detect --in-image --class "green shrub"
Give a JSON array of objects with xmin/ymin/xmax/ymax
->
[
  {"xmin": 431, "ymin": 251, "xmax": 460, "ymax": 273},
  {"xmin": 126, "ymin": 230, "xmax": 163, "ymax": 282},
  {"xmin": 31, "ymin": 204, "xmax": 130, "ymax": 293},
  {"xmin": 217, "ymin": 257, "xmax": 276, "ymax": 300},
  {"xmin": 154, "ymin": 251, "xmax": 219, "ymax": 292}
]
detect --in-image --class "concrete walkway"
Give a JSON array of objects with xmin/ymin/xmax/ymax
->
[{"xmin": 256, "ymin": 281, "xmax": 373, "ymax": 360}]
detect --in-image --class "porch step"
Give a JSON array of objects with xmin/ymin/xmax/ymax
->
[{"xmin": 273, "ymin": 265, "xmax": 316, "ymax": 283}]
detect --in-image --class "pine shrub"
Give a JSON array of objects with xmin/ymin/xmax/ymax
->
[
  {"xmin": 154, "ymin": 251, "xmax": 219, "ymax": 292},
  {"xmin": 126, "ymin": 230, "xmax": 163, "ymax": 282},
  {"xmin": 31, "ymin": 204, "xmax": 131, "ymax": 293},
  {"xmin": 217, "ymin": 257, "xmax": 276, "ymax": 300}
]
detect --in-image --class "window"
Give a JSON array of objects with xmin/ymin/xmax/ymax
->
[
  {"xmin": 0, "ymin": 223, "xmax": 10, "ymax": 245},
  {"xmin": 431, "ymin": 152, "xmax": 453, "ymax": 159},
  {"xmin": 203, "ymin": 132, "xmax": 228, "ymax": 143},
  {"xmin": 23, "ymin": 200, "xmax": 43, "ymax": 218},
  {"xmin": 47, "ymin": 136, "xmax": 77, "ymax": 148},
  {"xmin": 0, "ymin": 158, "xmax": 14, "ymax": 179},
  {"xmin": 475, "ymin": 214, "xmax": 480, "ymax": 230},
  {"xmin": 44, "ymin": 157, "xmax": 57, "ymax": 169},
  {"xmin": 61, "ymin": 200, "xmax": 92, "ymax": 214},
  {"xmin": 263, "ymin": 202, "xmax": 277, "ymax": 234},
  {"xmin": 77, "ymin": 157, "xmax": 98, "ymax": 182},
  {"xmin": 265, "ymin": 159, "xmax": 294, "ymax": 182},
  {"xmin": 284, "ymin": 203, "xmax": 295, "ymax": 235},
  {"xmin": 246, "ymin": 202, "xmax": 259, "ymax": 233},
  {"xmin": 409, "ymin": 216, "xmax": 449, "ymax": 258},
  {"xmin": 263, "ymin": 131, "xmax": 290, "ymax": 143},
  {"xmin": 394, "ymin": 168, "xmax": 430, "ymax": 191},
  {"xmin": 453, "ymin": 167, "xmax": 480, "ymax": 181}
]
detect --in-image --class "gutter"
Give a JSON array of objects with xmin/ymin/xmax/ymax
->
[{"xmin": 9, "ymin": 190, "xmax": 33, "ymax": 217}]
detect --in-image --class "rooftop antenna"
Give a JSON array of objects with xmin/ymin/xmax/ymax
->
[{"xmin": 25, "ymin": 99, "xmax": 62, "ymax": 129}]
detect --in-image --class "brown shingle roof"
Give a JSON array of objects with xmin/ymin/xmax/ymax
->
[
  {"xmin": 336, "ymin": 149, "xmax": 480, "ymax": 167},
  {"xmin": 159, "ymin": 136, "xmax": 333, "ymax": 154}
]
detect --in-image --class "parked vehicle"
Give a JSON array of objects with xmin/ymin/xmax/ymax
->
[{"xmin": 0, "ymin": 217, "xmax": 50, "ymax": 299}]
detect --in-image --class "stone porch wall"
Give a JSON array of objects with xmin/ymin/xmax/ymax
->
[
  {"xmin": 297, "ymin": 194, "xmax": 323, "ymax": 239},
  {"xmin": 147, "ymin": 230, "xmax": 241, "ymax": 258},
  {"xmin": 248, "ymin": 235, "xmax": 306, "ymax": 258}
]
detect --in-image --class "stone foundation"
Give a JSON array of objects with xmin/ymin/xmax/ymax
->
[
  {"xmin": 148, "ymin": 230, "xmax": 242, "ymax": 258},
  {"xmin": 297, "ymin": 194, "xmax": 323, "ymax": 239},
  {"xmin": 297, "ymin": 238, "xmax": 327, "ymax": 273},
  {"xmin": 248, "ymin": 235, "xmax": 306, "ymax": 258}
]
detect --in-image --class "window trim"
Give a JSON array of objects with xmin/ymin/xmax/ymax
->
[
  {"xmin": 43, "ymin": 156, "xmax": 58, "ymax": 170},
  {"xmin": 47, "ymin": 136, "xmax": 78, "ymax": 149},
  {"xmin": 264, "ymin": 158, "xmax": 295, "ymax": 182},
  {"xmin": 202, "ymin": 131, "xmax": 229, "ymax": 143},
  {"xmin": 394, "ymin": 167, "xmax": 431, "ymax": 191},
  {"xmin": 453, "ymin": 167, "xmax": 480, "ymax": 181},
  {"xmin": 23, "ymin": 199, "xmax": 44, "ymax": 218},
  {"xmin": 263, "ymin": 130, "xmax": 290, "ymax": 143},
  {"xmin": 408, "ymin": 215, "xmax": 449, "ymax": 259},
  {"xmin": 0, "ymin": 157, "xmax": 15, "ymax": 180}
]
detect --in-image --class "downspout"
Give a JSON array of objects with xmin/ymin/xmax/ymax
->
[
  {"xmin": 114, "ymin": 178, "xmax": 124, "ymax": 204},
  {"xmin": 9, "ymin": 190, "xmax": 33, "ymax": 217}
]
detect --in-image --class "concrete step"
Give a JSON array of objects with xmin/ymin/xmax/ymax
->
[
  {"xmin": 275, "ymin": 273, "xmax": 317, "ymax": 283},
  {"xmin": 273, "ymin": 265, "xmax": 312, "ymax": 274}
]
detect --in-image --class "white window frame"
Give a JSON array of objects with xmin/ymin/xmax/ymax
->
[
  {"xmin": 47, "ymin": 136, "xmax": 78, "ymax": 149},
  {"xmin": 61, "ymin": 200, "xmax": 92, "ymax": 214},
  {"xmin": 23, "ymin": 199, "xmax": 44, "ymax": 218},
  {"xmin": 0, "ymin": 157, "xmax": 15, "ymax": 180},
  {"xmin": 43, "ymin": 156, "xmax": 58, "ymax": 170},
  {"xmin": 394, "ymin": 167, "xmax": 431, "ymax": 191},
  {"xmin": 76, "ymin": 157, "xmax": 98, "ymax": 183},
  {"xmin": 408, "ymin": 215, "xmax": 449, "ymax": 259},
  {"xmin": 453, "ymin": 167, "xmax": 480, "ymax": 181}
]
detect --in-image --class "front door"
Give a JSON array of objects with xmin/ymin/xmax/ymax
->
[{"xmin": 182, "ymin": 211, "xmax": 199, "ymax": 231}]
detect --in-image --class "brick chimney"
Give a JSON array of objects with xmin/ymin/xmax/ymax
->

___

Word for word, write out all of the entries again.

detect --in-image --class "green shrub"
Give a JSON array of objects with xmin/ymin/xmax/ymax
->
[
  {"xmin": 431, "ymin": 251, "xmax": 460, "ymax": 273},
  {"xmin": 126, "ymin": 230, "xmax": 163, "ymax": 282},
  {"xmin": 31, "ymin": 204, "xmax": 130, "ymax": 293},
  {"xmin": 217, "ymin": 257, "xmax": 276, "ymax": 300},
  {"xmin": 154, "ymin": 251, "xmax": 219, "ymax": 292}
]
detect --in-image --class "concrete walkway"
Give a JSON array of objects with xmin/ymin/xmax/ymax
->
[{"xmin": 256, "ymin": 281, "xmax": 373, "ymax": 360}]
detect --in-image --class "porch step"
Give a JSON array of objects with xmin/ymin/xmax/ymax
->
[{"xmin": 273, "ymin": 265, "xmax": 316, "ymax": 283}]
detect --in-image --class "pine shrub"
Give a JSON array of objects with xmin/ymin/xmax/ymax
->
[
  {"xmin": 154, "ymin": 251, "xmax": 219, "ymax": 292},
  {"xmin": 126, "ymin": 230, "xmax": 163, "ymax": 282},
  {"xmin": 31, "ymin": 204, "xmax": 131, "ymax": 293},
  {"xmin": 217, "ymin": 257, "xmax": 276, "ymax": 300}
]
detect --in-image --class "window"
Give a JSON array of objects with xmin/ymin/xmax/ymax
->
[
  {"xmin": 0, "ymin": 223, "xmax": 10, "ymax": 245},
  {"xmin": 431, "ymin": 152, "xmax": 453, "ymax": 159},
  {"xmin": 203, "ymin": 132, "xmax": 228, "ymax": 143},
  {"xmin": 23, "ymin": 200, "xmax": 43, "ymax": 218},
  {"xmin": 47, "ymin": 136, "xmax": 77, "ymax": 148},
  {"xmin": 0, "ymin": 158, "xmax": 14, "ymax": 179},
  {"xmin": 475, "ymin": 214, "xmax": 480, "ymax": 230},
  {"xmin": 44, "ymin": 157, "xmax": 57, "ymax": 169},
  {"xmin": 61, "ymin": 200, "xmax": 92, "ymax": 214},
  {"xmin": 263, "ymin": 202, "xmax": 277, "ymax": 234},
  {"xmin": 77, "ymin": 157, "xmax": 98, "ymax": 182},
  {"xmin": 265, "ymin": 159, "xmax": 294, "ymax": 182},
  {"xmin": 284, "ymin": 203, "xmax": 295, "ymax": 235},
  {"xmin": 246, "ymin": 202, "xmax": 259, "ymax": 233},
  {"xmin": 409, "ymin": 216, "xmax": 449, "ymax": 258},
  {"xmin": 263, "ymin": 131, "xmax": 290, "ymax": 143},
  {"xmin": 394, "ymin": 168, "xmax": 430, "ymax": 191},
  {"xmin": 453, "ymin": 167, "xmax": 480, "ymax": 181}
]
detect --in-image --class "gutter"
Give a JSON array of objects with xmin/ymin/xmax/ymax
->
[{"xmin": 9, "ymin": 190, "xmax": 33, "ymax": 217}]
detect --in-image --class "rooftop antenna"
Give a JSON array of objects with xmin/ymin/xmax/ymax
->
[{"xmin": 25, "ymin": 99, "xmax": 62, "ymax": 129}]
detect --in-image --class "brown shingle roof"
Give a JSON array of objects with xmin/ymin/xmax/ymax
->
[
  {"xmin": 336, "ymin": 149, "xmax": 480, "ymax": 167},
  {"xmin": 159, "ymin": 136, "xmax": 333, "ymax": 154}
]
detect --in-image --class "parked vehicle"
Give a JSON array of objects with xmin/ymin/xmax/ymax
->
[{"xmin": 0, "ymin": 217, "xmax": 50, "ymax": 299}]
detect --in-image --class "stone porch wall"
Give a JSON array of objects with xmin/ymin/xmax/ymax
->
[
  {"xmin": 297, "ymin": 194, "xmax": 323, "ymax": 239},
  {"xmin": 147, "ymin": 230, "xmax": 241, "ymax": 258},
  {"xmin": 248, "ymin": 235, "xmax": 306, "ymax": 258}
]
detect --in-image --class "stone foundation"
Give a JSON array of objects with xmin/ymin/xmax/ymax
->
[
  {"xmin": 148, "ymin": 230, "xmax": 242, "ymax": 258},
  {"xmin": 297, "ymin": 194, "xmax": 323, "ymax": 239},
  {"xmin": 297, "ymin": 238, "xmax": 327, "ymax": 273},
  {"xmin": 248, "ymin": 235, "xmax": 306, "ymax": 258}
]
detect --in-image --class "window trim"
Give a JSON array of objects with xmin/ymin/xmax/ymax
->
[
  {"xmin": 43, "ymin": 156, "xmax": 58, "ymax": 170},
  {"xmin": 47, "ymin": 136, "xmax": 78, "ymax": 149},
  {"xmin": 264, "ymin": 158, "xmax": 295, "ymax": 182},
  {"xmin": 202, "ymin": 131, "xmax": 229, "ymax": 143},
  {"xmin": 394, "ymin": 167, "xmax": 431, "ymax": 191},
  {"xmin": 453, "ymin": 167, "xmax": 480, "ymax": 181},
  {"xmin": 23, "ymin": 199, "xmax": 44, "ymax": 218},
  {"xmin": 263, "ymin": 130, "xmax": 290, "ymax": 143},
  {"xmin": 408, "ymin": 215, "xmax": 449, "ymax": 259},
  {"xmin": 0, "ymin": 157, "xmax": 15, "ymax": 180}
]
detect --in-image --class "downspout"
Give a JSON array of objects with xmin/ymin/xmax/ymax
->
[
  {"xmin": 114, "ymin": 178, "xmax": 124, "ymax": 204},
  {"xmin": 9, "ymin": 190, "xmax": 33, "ymax": 217}
]
detect --in-image --class "concrete step"
Give a JSON array of objects with xmin/ymin/xmax/ymax
->
[
  {"xmin": 275, "ymin": 273, "xmax": 317, "ymax": 283},
  {"xmin": 273, "ymin": 265, "xmax": 312, "ymax": 274}
]
detect --in-image --class "white window frame"
Give a JSON array of objects with xmin/ymin/xmax/ymax
->
[
  {"xmin": 47, "ymin": 136, "xmax": 78, "ymax": 149},
  {"xmin": 61, "ymin": 200, "xmax": 92, "ymax": 214},
  {"xmin": 23, "ymin": 199, "xmax": 44, "ymax": 218},
  {"xmin": 0, "ymin": 157, "xmax": 15, "ymax": 180},
  {"xmin": 43, "ymin": 156, "xmax": 58, "ymax": 170},
  {"xmin": 394, "ymin": 167, "xmax": 431, "ymax": 191},
  {"xmin": 76, "ymin": 157, "xmax": 98, "ymax": 183},
  {"xmin": 408, "ymin": 215, "xmax": 449, "ymax": 259},
  {"xmin": 453, "ymin": 167, "xmax": 480, "ymax": 181}
]
detect --in-image --class "front door"
Give a JSON array of objects with xmin/ymin/xmax/ymax
->
[{"xmin": 182, "ymin": 211, "xmax": 199, "ymax": 231}]
detect --in-image --class "brick chimney"
Give a JSON array of objects with xmin/ymin/xmax/ymax
->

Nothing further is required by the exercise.